Top of TEXT FOR ANALYSIS

New HIV vaccine ‘based on Moderna’s COVID jab’ shows huge promise after first human trials

A scan showning HIV-1 virions as green round bumps budding from the surface of a cultured lymphocyte cell. Collection/Gado/Getty Images)

A new vaccine has shown huge promise in the fight against HIV with the treatment successfully stimulating the production of antibodies in human trials.

The novel vaccine stimulated the production of rare immune cells needed to generate antibodies against HIV in 97 per cent of participants in phase one of human trials. This makes it reportedly the most effective HIV vaccine to date.

IAVI and Scripps Research, who are developing the vaccine, reported that HIV researchers have pursued the “holy grail of stimulating the immune system” to “create rare but powerful antibodies that can neutralise diverse strains of HIV”.

Dr William Schief, a professor and immunologist at Scripps Research and executive director of vaccine design at IAVI’s Neutralizing Antibody Center, whose laboratory developed the vaccine, said the vaccine is targeted to set off the stimulation of naïve B cells. These cells elicit the production of a variety of neutralising antibodies (bnAbs).

Bottom of TEXT FOR ANALYSIS
Top of DATA FOR REVIEW

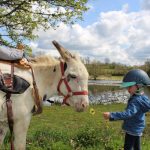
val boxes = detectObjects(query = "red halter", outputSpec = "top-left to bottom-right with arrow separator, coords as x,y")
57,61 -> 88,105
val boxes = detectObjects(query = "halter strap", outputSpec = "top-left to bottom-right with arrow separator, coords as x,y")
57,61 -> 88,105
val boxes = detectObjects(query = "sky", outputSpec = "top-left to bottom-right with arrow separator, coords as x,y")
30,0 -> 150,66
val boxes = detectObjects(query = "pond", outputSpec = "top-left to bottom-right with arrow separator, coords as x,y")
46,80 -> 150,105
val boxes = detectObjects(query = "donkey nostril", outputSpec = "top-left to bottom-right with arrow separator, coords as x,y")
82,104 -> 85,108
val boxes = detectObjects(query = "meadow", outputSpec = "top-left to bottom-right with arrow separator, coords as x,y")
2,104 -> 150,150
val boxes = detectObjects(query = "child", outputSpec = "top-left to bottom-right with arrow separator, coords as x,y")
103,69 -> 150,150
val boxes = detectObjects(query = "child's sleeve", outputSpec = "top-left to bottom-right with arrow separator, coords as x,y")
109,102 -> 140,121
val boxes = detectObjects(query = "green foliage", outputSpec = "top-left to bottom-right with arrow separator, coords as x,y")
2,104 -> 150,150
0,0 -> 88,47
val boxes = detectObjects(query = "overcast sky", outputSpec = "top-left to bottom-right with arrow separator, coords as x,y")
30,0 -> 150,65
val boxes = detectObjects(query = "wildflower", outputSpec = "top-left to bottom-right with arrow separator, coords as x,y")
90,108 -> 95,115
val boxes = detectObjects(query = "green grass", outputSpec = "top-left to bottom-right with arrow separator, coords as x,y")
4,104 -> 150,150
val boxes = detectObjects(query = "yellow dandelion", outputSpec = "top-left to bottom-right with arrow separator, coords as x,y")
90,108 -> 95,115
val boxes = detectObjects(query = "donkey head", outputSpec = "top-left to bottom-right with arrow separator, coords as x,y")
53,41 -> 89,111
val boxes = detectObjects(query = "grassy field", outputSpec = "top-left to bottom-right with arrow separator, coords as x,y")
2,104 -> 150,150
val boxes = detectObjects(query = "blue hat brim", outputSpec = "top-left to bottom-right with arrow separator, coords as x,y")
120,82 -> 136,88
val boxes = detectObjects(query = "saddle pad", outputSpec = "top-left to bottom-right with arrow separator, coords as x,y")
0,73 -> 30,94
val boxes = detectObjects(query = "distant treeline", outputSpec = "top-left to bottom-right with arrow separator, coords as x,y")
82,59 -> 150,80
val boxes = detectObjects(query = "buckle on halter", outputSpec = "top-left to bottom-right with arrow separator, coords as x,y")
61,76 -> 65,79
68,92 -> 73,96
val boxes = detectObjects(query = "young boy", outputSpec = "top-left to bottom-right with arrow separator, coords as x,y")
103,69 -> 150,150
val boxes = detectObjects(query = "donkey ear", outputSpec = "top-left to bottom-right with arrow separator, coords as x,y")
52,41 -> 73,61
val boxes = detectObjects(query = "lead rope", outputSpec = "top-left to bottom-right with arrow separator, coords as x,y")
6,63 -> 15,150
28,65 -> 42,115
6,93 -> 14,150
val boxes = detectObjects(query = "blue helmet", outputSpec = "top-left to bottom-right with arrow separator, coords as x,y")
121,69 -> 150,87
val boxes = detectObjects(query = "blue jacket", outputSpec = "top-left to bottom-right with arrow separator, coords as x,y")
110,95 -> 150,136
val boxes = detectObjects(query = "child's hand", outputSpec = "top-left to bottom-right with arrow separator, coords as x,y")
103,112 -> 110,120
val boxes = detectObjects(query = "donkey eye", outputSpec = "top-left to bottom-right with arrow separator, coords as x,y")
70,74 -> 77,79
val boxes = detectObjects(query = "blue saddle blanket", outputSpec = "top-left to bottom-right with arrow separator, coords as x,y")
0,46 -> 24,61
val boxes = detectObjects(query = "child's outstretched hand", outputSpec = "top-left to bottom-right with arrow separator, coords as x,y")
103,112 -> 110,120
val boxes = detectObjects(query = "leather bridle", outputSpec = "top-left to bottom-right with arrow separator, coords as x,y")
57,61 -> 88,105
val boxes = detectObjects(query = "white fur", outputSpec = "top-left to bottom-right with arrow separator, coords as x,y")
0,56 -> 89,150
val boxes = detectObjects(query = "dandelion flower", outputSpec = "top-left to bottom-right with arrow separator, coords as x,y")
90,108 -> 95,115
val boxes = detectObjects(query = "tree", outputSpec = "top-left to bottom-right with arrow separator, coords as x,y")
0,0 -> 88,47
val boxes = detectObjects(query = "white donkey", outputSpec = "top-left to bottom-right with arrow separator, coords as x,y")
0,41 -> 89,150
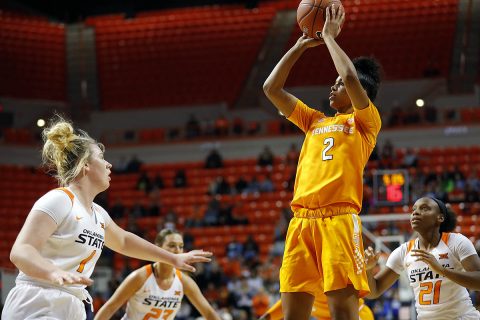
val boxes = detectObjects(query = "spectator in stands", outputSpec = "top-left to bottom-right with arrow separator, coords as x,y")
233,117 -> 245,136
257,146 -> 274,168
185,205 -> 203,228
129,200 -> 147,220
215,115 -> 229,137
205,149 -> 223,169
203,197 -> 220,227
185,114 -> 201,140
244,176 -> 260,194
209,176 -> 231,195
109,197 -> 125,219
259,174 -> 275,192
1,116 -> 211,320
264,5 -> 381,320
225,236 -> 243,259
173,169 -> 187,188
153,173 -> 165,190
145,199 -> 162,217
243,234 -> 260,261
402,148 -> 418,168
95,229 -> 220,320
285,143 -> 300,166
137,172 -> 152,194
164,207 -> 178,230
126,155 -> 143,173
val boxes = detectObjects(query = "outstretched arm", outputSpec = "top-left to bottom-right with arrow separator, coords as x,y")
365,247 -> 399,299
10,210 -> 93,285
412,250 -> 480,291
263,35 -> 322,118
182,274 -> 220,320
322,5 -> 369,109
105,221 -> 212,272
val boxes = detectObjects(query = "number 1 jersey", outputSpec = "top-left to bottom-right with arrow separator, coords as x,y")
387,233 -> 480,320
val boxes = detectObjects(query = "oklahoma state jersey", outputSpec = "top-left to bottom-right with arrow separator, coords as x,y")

Bottom of DATA FOR REVIEW

● **TASK GOAL**: From the HIV vaccine article, extract everything from "A new vaccine" down to "in human trials.".

● **EXERCISE SOLUTION**:
A new vaccine has shown huge promise in the fight against HIV with the treatment successfully stimulating the production of antibodies in human trials.